> DESCRIPTION OF THE TASK: Write back each entry precisely as it is given.

(Saved entries)
####################

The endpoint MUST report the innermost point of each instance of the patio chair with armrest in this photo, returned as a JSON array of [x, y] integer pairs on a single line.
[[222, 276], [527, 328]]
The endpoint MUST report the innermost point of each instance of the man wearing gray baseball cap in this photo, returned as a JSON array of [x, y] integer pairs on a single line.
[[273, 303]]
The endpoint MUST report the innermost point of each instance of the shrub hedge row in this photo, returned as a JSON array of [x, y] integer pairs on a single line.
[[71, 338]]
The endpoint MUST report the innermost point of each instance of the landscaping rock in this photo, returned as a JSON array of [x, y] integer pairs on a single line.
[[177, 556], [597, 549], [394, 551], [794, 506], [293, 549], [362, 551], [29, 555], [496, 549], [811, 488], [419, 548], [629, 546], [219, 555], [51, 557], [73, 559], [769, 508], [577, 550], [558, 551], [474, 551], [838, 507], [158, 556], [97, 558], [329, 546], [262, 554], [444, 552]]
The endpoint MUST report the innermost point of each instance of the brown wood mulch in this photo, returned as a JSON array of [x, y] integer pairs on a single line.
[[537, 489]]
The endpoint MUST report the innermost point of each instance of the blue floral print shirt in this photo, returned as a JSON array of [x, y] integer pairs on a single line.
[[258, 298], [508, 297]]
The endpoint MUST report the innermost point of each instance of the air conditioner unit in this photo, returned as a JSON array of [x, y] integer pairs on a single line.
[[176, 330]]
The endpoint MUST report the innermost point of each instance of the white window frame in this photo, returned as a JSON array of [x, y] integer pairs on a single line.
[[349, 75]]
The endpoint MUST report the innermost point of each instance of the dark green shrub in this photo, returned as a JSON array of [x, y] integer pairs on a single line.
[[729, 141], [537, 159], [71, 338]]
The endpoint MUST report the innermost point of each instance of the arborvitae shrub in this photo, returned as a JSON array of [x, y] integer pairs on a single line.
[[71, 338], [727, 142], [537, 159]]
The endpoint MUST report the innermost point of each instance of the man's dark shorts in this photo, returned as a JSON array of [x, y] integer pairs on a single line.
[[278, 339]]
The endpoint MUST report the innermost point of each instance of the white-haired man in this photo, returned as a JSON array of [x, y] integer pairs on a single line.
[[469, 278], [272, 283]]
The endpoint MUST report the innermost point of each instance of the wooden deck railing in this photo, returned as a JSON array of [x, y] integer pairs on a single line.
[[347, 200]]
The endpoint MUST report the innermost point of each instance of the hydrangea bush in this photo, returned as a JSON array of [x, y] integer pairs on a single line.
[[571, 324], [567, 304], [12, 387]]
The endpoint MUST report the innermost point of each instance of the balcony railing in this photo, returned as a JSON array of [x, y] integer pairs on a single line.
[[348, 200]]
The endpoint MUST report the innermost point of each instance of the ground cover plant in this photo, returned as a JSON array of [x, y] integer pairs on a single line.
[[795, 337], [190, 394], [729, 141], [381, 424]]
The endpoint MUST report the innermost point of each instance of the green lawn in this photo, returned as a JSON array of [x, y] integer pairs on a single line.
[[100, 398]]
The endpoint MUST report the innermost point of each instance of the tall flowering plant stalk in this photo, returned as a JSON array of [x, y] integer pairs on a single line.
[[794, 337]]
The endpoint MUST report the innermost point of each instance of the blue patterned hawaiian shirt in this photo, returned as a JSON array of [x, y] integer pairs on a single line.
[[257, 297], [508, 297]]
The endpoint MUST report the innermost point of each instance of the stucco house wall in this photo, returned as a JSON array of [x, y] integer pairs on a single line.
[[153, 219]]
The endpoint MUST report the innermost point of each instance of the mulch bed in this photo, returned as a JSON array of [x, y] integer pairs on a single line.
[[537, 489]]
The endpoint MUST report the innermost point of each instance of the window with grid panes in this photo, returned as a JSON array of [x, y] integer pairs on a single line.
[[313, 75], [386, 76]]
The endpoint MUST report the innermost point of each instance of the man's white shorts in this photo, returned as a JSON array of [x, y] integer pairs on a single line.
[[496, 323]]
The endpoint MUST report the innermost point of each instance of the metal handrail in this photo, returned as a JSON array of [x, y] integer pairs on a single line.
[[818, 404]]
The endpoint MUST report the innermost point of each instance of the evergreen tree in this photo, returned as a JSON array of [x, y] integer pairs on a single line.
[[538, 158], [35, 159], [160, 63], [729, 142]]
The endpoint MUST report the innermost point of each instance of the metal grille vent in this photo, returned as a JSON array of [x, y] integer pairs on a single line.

####################

> RESULT FOR THIS TASK:
The endpoint MUST report the innermost point of each instance of the patio chair with armrest in this photo, returned as a JSON array of [x, y] integer pairs on a single line.
[[222, 276], [527, 328]]
The endpoint MUST report the innermost point of each instance of the man wearing gray baseball cap in this photo, returned as a JSON array of [x, y] integer pairs on a single line.
[[273, 303]]
The endpoint MUST report the innermost point of each instance of the shrub hedge row in this photo, returned as a JSON array of [x, y] integer pairs on a single line.
[[71, 338]]
The endpoint MUST report the innermost point of each instance of the landscaping rock in this photo, returned as a JSON array of [x, y] integer pairs on a single line.
[[177, 556], [597, 549], [394, 551], [794, 506], [293, 549], [362, 551], [29, 555], [496, 549], [811, 488], [419, 548], [629, 546], [219, 555], [51, 557], [73, 559], [769, 508], [577, 550], [558, 551], [474, 551], [838, 507], [158, 556], [97, 558], [329, 546], [262, 554], [444, 552]]
The endpoint MUST report the innermost point of each instance of the brown wood mulch in this photo, returned as a JSON array of [x, y] integer pairs on a single line.
[[537, 489]]
The endpoint MUST report the innermost point of each instance of the blue floral print shirt in this photo, returned as a JSON array of [x, y] integer pairs on a single line.
[[258, 298], [508, 297]]
The endpoint MUST report the innermost point of each instance of the air conditioner unit in this photo, returned as a JSON array of [x, y] integer pairs on a single line.
[[176, 330]]
The endpoint MUST report the innermost point of each instance of the white window frame in this photo, returned as a JSON array of [x, y] integer pairs on a single line.
[[349, 75]]
The endpoint MUST report the innermost point of each instance of the dark green shrub in this photo, returned as a JSON array of [x, y] integer pairs on a single line.
[[729, 141], [537, 159], [71, 338]]
The endpoint MUST report the innermost point of each instance of the arborvitae shrub in this photo, returned as a JSON array of [x, y] integer pairs on a single line.
[[71, 338], [727, 142], [537, 159]]
The endpoint MUST report the innermost point of each instance of the man's dark shorts in this photo, returned as a JSON array of [x, y] integer pairs on a single line.
[[278, 339]]
The endpoint MUST report the innermost point of each instance of the white-haired man in this photo, returned as a JSON array of [x, y] integer pairs on a single line.
[[469, 278], [272, 283]]
The endpoint MUST report the innermost point of each instance of the wooden deck railing in this photo, returned as a JSON array of [x, y] integer pairs on a single line.
[[347, 200]]
The endpoint MUST report the innermost point of each instance of the hydrangea bush in this photo, returned as a JSON array of [x, y] integer pairs on a single line.
[[571, 324], [567, 304], [12, 387]]
The endpoint MUST report the innermost point of each instance of the balcony railing in this photo, returned as a JSON array of [x, y] integer pairs on a single line.
[[348, 200]]
The endpoint MUST report the innermost point of each instance of the ground cover plant in this photo, returned as a JSON array of [x, y] integer pairs on a single line.
[[795, 337], [190, 394], [729, 141], [381, 424]]
The endpoint MUST report the innermost point of each instance of the green lawn in this photo, returned as a JSON array of [x, y] integer pairs on a single line.
[[100, 398]]
The endpoint MUST report the innermost point of each instance of the tall flowering plant stalk in this photo, returned as a JSON array of [x, y] integer pairs on a single line.
[[794, 337]]
The endpoint MUST report the innermost point of each instance of the blue patterned hawaiian shirt in this photo, returned as a JSON array of [x, y] integer pairs on a single line.
[[257, 297], [508, 297]]
The endpoint MUST report the innermost point of each instance of the stucco house wall in this photo, returned as a JSON array of [x, y] integer pairs on a single line.
[[153, 219]]
The endpoint MUST report the innermost point of each instance of the mulch bed in this photo, returned as a JSON array of [x, y] integer pairs on a single line.
[[537, 489]]
The endpoint MUST report the innermost point of each instance of the window with grid panes in this photo, returned as a JSON array of [x, y] integer pairs on a single line.
[[313, 75], [386, 76]]
The endpoint MUST report the innermost point of each instance of the man's white shorts in this photo, returned as a JSON array of [x, y] integer pairs on a single line.
[[496, 323]]
The endpoint MUST report the innermost point of each instance of the metal handrail in this photo, returned as a JSON array of [x, y] integer pairs on a single line.
[[818, 404]]
The endpoint MUST report the innermost point of each instance of the evergreen tree in this photo, returned as a JSON array of [x, y] integer pairs on a single line.
[[538, 158], [35, 159], [160, 63], [729, 142]]
The endpoint MUST report the innermost point of each instance of the metal grille vent in this photo, returned as a JSON array of [x, y] integer pairs on a single line.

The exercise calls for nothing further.